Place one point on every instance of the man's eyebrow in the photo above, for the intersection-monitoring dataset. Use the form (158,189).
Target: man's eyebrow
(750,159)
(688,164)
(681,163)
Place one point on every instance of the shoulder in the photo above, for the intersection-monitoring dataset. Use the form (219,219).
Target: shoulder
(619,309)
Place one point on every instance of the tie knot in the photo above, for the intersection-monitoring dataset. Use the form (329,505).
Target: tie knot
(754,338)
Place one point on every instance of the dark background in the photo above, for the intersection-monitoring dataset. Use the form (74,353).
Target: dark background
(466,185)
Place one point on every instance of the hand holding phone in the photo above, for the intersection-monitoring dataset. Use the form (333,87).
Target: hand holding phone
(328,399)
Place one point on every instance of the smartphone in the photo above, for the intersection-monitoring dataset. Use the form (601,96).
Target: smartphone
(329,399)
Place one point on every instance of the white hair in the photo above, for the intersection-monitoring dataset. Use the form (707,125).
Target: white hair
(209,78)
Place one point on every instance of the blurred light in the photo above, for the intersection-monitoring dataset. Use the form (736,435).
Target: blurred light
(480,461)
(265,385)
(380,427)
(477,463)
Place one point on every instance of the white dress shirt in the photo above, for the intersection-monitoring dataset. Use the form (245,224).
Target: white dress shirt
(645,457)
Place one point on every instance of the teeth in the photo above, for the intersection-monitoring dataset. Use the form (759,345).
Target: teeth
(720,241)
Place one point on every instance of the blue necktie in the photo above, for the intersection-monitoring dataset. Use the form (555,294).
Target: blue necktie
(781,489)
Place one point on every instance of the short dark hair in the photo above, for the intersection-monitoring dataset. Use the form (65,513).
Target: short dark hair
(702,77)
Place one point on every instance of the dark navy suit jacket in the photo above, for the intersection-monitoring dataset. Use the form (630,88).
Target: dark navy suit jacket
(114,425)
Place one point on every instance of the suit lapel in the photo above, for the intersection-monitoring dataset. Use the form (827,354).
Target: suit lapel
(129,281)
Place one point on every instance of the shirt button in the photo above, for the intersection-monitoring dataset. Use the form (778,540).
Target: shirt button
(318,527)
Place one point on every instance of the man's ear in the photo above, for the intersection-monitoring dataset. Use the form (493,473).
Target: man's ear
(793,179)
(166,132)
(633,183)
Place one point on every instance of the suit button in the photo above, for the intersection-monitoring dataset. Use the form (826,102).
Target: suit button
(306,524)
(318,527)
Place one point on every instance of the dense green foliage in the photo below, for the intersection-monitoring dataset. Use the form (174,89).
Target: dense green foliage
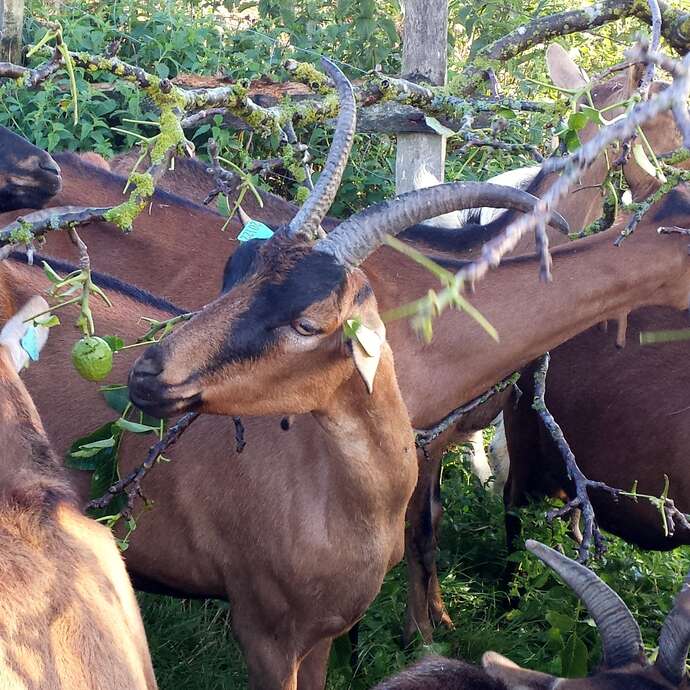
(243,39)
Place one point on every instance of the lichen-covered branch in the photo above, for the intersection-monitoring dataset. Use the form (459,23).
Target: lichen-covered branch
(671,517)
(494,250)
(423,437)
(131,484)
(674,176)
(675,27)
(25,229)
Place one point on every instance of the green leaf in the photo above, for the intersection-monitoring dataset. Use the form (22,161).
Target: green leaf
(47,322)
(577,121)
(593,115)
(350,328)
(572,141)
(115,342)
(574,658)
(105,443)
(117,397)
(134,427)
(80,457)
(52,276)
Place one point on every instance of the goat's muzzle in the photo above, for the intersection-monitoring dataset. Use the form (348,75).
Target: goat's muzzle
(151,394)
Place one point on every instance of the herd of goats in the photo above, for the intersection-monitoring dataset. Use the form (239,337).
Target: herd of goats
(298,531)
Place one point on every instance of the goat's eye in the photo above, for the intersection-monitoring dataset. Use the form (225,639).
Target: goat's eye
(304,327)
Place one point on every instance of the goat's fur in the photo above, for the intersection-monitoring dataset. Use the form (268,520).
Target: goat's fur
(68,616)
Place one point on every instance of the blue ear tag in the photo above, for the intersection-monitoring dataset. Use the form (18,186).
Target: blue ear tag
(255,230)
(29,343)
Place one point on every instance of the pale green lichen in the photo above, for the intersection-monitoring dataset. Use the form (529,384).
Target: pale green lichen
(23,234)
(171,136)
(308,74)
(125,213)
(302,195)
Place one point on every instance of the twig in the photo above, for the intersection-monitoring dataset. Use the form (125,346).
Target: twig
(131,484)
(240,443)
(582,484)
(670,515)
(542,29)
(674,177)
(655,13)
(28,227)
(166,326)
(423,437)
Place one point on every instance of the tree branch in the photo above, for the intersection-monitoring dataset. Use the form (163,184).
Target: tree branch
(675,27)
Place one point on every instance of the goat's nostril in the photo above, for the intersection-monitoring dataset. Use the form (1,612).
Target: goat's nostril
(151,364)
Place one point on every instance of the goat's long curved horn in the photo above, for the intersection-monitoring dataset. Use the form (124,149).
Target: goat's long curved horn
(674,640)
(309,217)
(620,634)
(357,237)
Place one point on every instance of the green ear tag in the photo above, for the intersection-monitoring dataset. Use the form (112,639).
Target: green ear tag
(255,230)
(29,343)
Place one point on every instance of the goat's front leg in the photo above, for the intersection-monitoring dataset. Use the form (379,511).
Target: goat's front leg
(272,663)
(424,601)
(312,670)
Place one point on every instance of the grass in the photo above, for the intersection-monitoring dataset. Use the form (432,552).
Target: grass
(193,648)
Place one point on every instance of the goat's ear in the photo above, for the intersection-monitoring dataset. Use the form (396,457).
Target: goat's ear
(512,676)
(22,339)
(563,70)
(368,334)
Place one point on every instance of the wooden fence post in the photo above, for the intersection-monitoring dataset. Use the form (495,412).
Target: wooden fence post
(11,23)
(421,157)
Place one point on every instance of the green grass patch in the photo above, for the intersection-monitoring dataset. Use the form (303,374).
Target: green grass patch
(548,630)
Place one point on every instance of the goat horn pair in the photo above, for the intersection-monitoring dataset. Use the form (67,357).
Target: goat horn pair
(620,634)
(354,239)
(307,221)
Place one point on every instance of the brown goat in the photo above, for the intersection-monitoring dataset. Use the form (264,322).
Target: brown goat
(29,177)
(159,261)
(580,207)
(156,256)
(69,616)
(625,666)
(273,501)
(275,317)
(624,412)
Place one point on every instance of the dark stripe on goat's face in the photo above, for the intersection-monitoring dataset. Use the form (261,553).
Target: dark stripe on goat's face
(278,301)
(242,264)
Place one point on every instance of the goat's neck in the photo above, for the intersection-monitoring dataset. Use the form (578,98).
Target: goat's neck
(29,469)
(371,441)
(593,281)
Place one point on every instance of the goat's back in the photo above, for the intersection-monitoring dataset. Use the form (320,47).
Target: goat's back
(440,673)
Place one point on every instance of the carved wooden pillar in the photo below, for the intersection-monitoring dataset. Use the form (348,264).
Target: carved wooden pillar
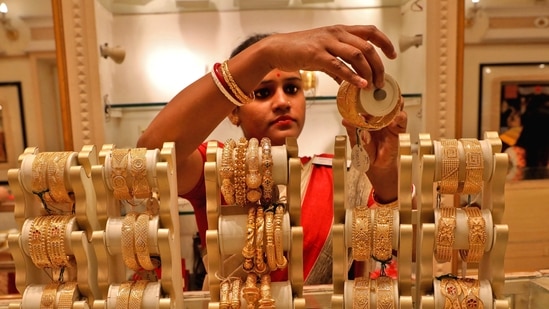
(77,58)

==

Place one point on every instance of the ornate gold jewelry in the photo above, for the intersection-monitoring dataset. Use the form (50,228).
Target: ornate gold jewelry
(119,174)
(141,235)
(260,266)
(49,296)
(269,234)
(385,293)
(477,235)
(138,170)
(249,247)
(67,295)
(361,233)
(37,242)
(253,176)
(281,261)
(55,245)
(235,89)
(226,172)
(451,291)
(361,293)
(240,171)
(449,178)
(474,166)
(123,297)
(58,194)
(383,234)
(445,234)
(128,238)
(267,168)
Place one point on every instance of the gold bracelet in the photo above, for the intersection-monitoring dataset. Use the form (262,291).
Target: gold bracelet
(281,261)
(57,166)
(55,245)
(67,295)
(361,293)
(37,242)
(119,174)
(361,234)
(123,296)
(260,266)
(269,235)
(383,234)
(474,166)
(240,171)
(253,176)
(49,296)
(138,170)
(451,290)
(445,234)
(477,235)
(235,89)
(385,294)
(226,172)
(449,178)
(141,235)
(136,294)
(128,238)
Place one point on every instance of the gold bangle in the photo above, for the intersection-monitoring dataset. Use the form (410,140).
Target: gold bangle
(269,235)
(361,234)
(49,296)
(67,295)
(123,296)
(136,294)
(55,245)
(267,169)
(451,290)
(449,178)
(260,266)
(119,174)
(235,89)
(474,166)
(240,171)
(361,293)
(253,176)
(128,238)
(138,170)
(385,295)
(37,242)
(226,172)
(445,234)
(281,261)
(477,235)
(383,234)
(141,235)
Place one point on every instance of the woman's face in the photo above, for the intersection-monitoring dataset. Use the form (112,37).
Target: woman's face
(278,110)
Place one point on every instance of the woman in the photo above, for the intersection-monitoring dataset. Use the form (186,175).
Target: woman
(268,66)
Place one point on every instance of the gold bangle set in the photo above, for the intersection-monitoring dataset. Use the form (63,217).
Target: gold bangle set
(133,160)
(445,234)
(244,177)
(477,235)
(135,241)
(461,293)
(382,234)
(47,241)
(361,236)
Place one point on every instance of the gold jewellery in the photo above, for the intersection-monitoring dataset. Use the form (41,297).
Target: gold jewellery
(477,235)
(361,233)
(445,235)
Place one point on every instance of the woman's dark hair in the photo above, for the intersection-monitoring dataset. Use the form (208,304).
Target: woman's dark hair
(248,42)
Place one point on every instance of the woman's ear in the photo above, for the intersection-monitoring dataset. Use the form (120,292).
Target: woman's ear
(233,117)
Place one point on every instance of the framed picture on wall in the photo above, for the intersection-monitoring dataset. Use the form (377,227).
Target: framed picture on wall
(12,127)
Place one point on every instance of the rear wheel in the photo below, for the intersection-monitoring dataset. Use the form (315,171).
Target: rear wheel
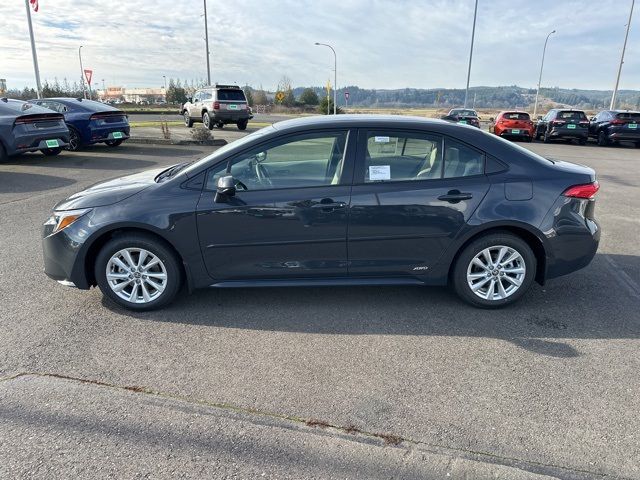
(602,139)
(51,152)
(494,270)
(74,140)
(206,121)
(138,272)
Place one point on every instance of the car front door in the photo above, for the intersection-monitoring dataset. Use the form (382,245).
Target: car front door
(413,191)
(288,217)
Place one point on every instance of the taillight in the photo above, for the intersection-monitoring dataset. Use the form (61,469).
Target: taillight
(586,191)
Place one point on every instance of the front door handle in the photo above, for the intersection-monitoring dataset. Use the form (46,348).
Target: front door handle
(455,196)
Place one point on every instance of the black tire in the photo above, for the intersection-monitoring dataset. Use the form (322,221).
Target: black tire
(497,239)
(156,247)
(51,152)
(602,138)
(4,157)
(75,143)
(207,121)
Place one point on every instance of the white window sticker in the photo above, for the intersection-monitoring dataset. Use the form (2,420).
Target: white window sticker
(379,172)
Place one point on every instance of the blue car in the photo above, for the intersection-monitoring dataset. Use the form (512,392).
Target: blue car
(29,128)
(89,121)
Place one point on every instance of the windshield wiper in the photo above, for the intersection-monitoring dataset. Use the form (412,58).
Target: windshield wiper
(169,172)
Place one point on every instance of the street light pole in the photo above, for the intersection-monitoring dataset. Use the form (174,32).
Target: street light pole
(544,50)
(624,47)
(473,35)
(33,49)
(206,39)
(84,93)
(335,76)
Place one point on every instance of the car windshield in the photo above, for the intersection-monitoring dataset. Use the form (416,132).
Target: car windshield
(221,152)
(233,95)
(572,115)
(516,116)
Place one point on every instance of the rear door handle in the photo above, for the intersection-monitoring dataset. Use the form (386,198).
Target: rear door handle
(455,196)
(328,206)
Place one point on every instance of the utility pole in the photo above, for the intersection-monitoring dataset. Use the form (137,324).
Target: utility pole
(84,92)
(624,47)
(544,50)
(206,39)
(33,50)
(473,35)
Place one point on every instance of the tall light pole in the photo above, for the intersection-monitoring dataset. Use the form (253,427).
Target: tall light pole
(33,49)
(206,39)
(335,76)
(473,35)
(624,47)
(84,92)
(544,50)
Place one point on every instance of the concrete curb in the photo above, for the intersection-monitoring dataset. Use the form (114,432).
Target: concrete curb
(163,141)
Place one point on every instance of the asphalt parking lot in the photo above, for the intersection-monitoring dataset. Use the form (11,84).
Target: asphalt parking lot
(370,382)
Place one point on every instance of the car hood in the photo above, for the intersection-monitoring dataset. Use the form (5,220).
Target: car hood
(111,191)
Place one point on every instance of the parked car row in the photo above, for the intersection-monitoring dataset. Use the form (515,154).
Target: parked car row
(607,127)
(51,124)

--

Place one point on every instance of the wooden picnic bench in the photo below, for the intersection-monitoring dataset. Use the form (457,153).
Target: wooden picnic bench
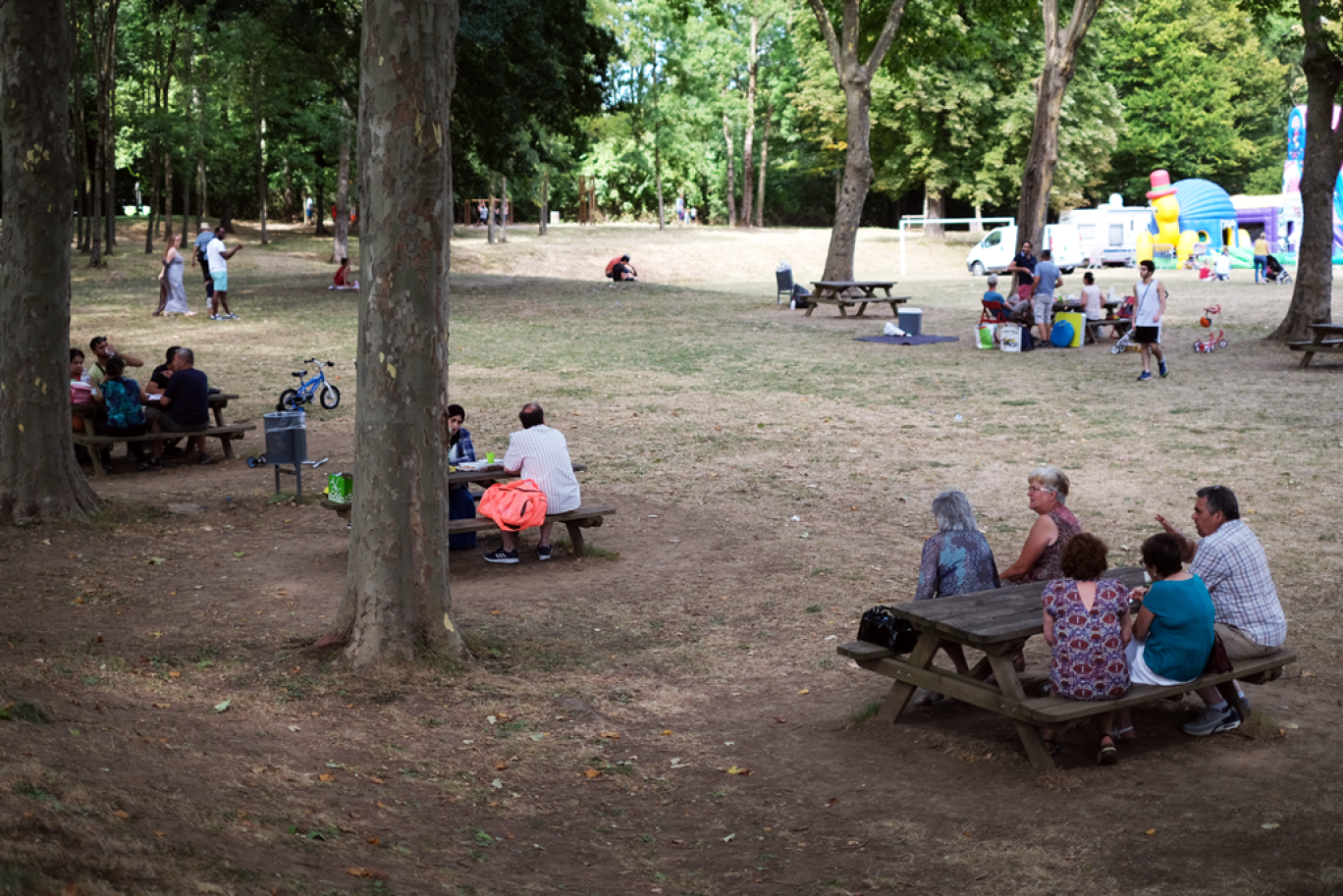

**What you will do**
Show, from the listing above, every line holding the word "bench".

**Solution**
Place one point on every instance of the wooden picnic bench in the photo below, for the intersection-monitoring dataset. Use the form (457,153).
Target: wooden picnic bench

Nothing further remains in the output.